━━ Information provided

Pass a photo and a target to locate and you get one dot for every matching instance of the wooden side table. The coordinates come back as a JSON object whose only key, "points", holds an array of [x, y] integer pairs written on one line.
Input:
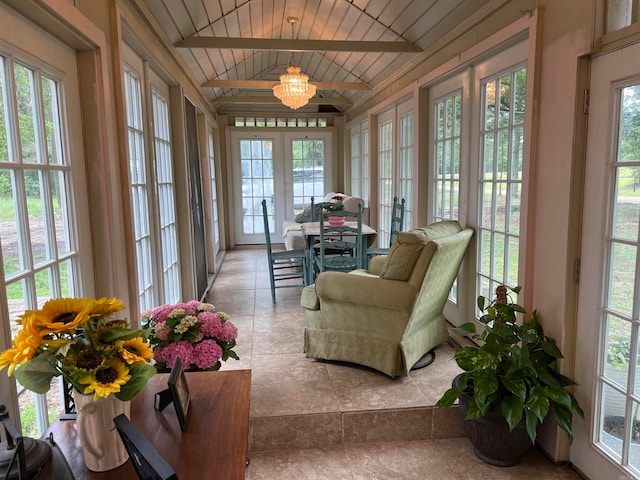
{"points": [[214, 444]]}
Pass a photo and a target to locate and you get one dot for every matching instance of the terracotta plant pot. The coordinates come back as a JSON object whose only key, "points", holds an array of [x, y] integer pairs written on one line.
{"points": [[492, 441], [102, 447], [336, 221]]}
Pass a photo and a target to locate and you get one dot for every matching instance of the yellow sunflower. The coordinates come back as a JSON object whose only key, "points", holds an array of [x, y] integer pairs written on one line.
{"points": [[105, 306], [135, 350], [63, 314], [25, 345], [108, 380]]}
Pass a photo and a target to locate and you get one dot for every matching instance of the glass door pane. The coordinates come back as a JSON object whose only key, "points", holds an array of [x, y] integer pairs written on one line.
{"points": [[607, 444]]}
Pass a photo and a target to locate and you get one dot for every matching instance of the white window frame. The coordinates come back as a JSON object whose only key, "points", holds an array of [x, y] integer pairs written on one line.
{"points": [[70, 170]]}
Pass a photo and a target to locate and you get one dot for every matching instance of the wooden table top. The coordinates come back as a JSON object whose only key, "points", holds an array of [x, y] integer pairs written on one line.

━━━━

Task statement: Copy everything from the line containing "of the white" down to the last of the entries, requests included. Multiply each point coordinate in the answers by 1.45 and round to whole numbers, with halves going up.

The output:
Pass a photo and a target to locate and you get one dot for every matching instance of the white window frame. The coordinates come back as a JSON object whose only key, "points", holds an array of [x, y] integer pairs written on one line.
{"points": [[102, 247]]}
Pass a photo and a target to locate and you get one dot for every matching instance of the wooden table top. The coordinates come back as a JSON object whose only key, "points", holds an array of [x, y] integer pairs written on one line.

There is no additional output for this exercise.